> Jobs
(1) Check each statement against the benchmarking text below: (a) The First Contentful Paint interval begins at initial navigation. (b) In First Contentful Paint mode, calling the start() and stop() functions is required. (c) Running a single benchmark produces an NxN table. Mark each yes or no, and quote the words from the text that decide it.
(2) Carry on the benchmarking text below from its final sentence.

> Selected excerpt

——

When the --measure flag is set to fcp, or when the benchmark is an
external URL, then the First Contentful Paint
(FCP)
time will be automatically extracted from your page using the Performance
Timeline
API.
This interval begins at initial navigation, and ends when the browser first
renders any DOM content. Currently, only Chrome supports the
first-contentful-paint
performance timeline entry. In this mode, calling the start() and stop()
functions is not required, and has no effect.

Interpreting results

$3

The first column of output is the _average runtime_ of the benchmark. This
is a _95% confidence interval_ for the number of milliseconds that elapsed
during the benchmark. When you run only one benchmark, this is the only output.

$3

When you run multiple benchmarks together, you'll get an NxN table summarizing
all of the _differences_ in runtimes, both in _absolute_ and _relative_ terms
(percent-change).

In this example screenshot we're comparing for loops, each running with a
different number of iterations (1, 1000, 1001, and 3000):

This table tells us:

- 1 iteration was between 65% and 73% _faster_ than 1000 iterations.

- 1000 iterations was between 179% and 263% _slower_ than 1 iteration. Note that
the difference between _1-vs-1000_ and _1000-vs-1_ is the choice of which
runtime is used as the _reference_ in the percent-change calculation, where
the reference runtime comes from the _column_ labeled _"vs X"_.

- The difference between 1000 and 1001 iterations was ambiguous. We can't tell
which is faster, because the difference was too small. 1000 iterations could
be as much as 13% faster, or as much as 21% slower, than 1001 iterations.

Confidence intervals

Loosely speaking, a confidence interval is a range of plausible values for a
parameter like runtime, and the _confidence level_ (which tachometer always
fixes to _95%_) corresponds to the degree of confidence we have that the interval
contains the _true value_ of that parameter. See
Wikipedia
for more information about confidence intervals.

——

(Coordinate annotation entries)
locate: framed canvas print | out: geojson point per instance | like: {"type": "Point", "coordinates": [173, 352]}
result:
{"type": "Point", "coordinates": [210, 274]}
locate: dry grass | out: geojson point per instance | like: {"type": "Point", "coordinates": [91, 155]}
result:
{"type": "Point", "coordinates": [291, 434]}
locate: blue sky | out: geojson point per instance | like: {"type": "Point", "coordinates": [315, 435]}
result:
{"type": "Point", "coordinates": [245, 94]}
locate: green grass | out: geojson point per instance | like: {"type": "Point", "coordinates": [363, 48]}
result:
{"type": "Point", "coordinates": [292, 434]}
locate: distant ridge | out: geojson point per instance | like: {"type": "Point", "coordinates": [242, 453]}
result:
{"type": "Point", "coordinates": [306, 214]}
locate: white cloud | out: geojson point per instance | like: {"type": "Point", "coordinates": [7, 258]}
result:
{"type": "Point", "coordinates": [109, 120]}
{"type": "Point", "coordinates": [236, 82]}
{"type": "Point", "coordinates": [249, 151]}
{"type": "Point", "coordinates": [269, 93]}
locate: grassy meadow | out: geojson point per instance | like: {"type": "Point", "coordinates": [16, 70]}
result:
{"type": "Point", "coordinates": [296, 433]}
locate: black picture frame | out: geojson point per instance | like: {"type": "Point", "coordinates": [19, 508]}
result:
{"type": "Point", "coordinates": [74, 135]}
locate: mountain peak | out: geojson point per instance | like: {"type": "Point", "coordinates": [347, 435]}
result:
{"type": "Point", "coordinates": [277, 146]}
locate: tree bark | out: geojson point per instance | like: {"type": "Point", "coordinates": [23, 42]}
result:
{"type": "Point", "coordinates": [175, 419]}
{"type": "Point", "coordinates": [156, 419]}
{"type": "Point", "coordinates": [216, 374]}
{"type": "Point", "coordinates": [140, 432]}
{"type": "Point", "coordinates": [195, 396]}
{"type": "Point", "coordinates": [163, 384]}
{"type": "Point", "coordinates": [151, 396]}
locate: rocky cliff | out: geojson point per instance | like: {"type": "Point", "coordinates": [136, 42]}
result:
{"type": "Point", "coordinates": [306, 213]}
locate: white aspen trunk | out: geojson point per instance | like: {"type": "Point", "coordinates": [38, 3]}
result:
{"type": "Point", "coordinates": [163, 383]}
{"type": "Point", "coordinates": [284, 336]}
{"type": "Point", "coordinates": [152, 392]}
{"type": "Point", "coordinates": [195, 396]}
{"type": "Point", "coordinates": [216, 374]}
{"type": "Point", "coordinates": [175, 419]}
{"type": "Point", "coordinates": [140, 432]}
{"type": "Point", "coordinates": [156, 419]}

——

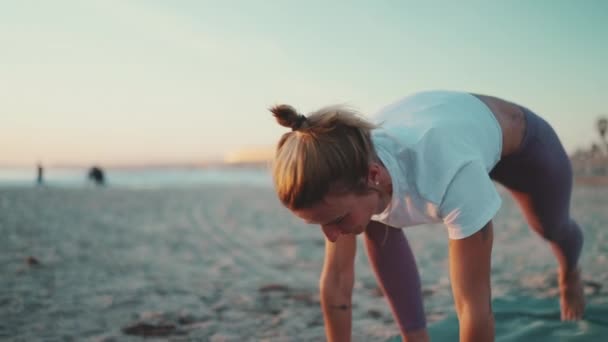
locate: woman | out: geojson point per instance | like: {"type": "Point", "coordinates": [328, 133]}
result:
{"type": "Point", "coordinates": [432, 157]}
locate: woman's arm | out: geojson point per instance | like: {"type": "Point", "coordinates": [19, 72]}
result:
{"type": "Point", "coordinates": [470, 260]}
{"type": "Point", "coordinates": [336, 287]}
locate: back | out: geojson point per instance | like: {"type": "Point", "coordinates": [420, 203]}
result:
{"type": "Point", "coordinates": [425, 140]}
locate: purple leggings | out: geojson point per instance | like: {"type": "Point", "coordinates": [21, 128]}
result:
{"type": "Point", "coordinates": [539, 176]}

——

> Replies
(1)
(a) Yes: "This interval begins at initial navigation"
(b) No: "calling the start() and stop() functions is not required, and has no effect"
(c) No: "When you run only one benchmark, this is the only output."

(2)
`
<-------------> Wider confidence interval
High variance and/or low sample size

<---> Narrower confidence interval
Low variance and/or high sample size

|---------|---------|---------|---------|
-1% -0.5% 0% +0.5% +1%
`

The way tachometer shrinks confidence intervals is by **increasing the sample
size**. The central limit
theorem means that, even
when we have high variance data, and even when that data is not normally
distributed, as we take more and more samples, we'll be able to calculate a more
and more precise estimate of the true mean of the data.

Swap NPM dependencies

Tachometer has specialized support for swapping in custom versions of any NPM
dependency in your package.json. This can be used to compare the same
benchmark against one or more versions of a library it depends on.

Use the benchmarks.packageVersions JSON config property to specify the version
to swap in, like this:

`json
{
"benchmarks": [
{
"name": "my-benchmark",
"url": "my-benchmark.html",
"packageVersions": {
"label": "my-label",
"dependencies": {
"my-package": "github:MyOrg/my-repo#my-branch"
}
}
}
]
}
`

The version for a dependency can be any of the following:

- Any version range supported by NPM, including semver ranges, git repos, and
local paths. See the NPM
documentation
for more details.

- For monorepos, or other git repos where the package.json is not located at
the root of the repository (which is required for NPM's git install function),
you can use an advanced git configuration object
(schema)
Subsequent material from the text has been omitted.